• **Vorliegender Text**
··········
Was Horst Seehofer am Dienstag zum Fall des ermordeten Politikers Walter Lübcke gesagt hat, schwankte zwischen Beruhigung und Krisen-Modus. Jetzt schlage erst einmal die "Stunde der Ermittler", sagte Seehofer. Immerhin sei noch kaum etwas bekannt über die Beweggründe des Stephan E.
Aber Seehofer sagt eben auch andere Worte: "Wir haben darüber gesprochen, die Gefährdungslage für die Bevölkerung anzuheben, uns aber zum jetzigen Zeitpunkt dagegen entschieden." Man wolle für solche Maßnahmen den richtigen Zeitpunkt und die Ergebnisse der Ermittler abwarten.
Der Minister, das zeigen diese Ausführungen, sieht offenbar das Potential für eine kritische Notlage in Bezug auf die Gefahr von Rechtsextremisten in Deutschland. Ausgerechnet Horst Seehofer ist es, der als erster jene klaren Worte findet, die viele Kritiker gerade beim Rest der Union vermissen. "Wir müssen den Antisemitismus und den Rechtsextremismus sehr sehr ernst nehmen" sagt er. Es sei ein "Alarmsignal Hoch Drei", wenn ein hoher Repräsentant des Staats ermordet würde. Die Häme für das Opfer und den Beifall für den Täter nennt der Minister "abscheulich und widerwärtig."
Zuletzt sind rechtsextreme Übergriffe laut polizeilicher Kriminalstatistik eigentlich zurückgegangen. Experten und Beobachter der rechten Szene sprechen aber schon seit Jahren von einem erhöhten Risiko rechtsextremer Anschläge.
Diese Einstufung der Lage versuchte dann am Dienstag auch der Innenminister zu vermitteln, der zusammen mit dem Präsidenten des BKA, Holger Münch, und dem Chef des Verfassungsschutzes, Thomas Haldenwang, vor die Öffentlichkeit trat. Münch etwa sagte: "Nur weil nichts passiert, nimmt das Risiko nicht ab."
Wo Seehofer von einer neuen Qualität sprach, lieferte der BKA-Präsident Zahlen.
Auch, was der Chef des Verfassungsschutzes sagt, lässt aufhorchen. Haldenwang habe besonders zu denken gegeben, dass der Täter seit 2009 nicht mehr in Erscheinung getreteten sei.
"Wie wir bei den Islamisten die Kategorie der Schläfer kannten, müssen wir uns auch bei Rechtsextremen um diese Täter kümmern“, sagte Haldenwang.
Stephan E. habe nur deshalb überführt werden können, weil seine biologischen Daten noch immer in den Datenbanken der Behörden zu finden seien. Normalerweise müssen solche Daten von verurteilten Tätern irgendwann gelöscht werden. Im Zuge des NSU-Untersuchungsausschusses wurde für die Ermittlungsbehörden in Bezug auf Verbrechen mit politischen Hintergrund ein "Lösch-Moratorium" eingeführt. Will heißen: Die Daten von rechtsextremen Tätern müssen nicht mehr gelöscht werden.
Jetzt, so sagt Haldenwang, werde man das Umfeld von Stephan E. durchleuchten. E. stand in seiner Vergangeneheit in Verbindung mit rechtsextremen Gruppen wie "Combat 81". BKA-Präsident Münch fügte hinzu: "Die Gefährdungslage behalten wir im Auge."
··········
• **Aufgeführte Zeilen**
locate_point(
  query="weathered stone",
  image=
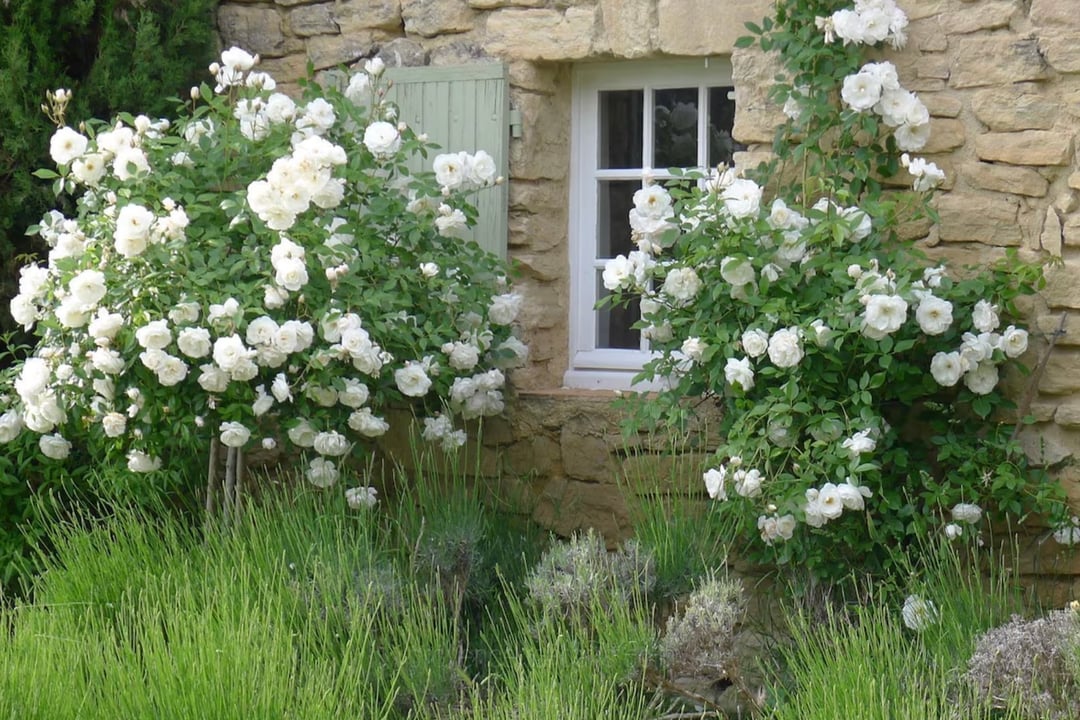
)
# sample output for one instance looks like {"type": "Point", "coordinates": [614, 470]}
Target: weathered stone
{"type": "Point", "coordinates": [1031, 147]}
{"type": "Point", "coordinates": [256, 30]}
{"type": "Point", "coordinates": [307, 21]}
{"type": "Point", "coordinates": [403, 53]}
{"type": "Point", "coordinates": [941, 105]}
{"type": "Point", "coordinates": [1062, 290]}
{"type": "Point", "coordinates": [329, 51]}
{"type": "Point", "coordinates": [1047, 446]}
{"type": "Point", "coordinates": [945, 134]}
{"type": "Point", "coordinates": [704, 27]}
{"type": "Point", "coordinates": [628, 26]}
{"type": "Point", "coordinates": [1006, 178]}
{"type": "Point", "coordinates": [1051, 323]}
{"type": "Point", "coordinates": [541, 35]}
{"type": "Point", "coordinates": [1055, 12]}
{"type": "Point", "coordinates": [1023, 107]}
{"type": "Point", "coordinates": [495, 4]}
{"type": "Point", "coordinates": [997, 59]}
{"type": "Point", "coordinates": [542, 152]}
{"type": "Point", "coordinates": [1052, 238]}
{"type": "Point", "coordinates": [430, 18]}
{"type": "Point", "coordinates": [1062, 51]}
{"type": "Point", "coordinates": [352, 15]}
{"type": "Point", "coordinates": [977, 218]}
{"type": "Point", "coordinates": [537, 77]}
{"type": "Point", "coordinates": [988, 16]}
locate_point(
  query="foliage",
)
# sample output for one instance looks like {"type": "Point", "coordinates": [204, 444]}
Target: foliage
{"type": "Point", "coordinates": [116, 54]}
{"type": "Point", "coordinates": [258, 271]}
{"type": "Point", "coordinates": [860, 382]}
··········
• **Aufgabe A**
Gib aus dem Text zum Fall Lübcke wörtlich wieder, was mit den Worten „Zuletzt sind rechtsextreme“ beginnt und nach „Risiko rechtsextremer Anschläge.“ endet.
• **Aufgabe B**
Nenne alle Personen, die im Text zum Fall Lübcke namentlich erwähnt werden.

• **Schriftliche Antwort A**
Zuletzt sind rechtsextreme Übergriffe laut polizeilicher Kriminalstatistik eigentlich zurückgegangen. Experten und Beobachter der rechten Szene sprechen aber schon seit Jahren von einem erhöhten Risiko rechtsextremer Anschläge.

• **Schriftliche Antwort B**
Horst Seehofer, Walter Lübcke, Stephan E., Holger Münch, Thomas Haldenwang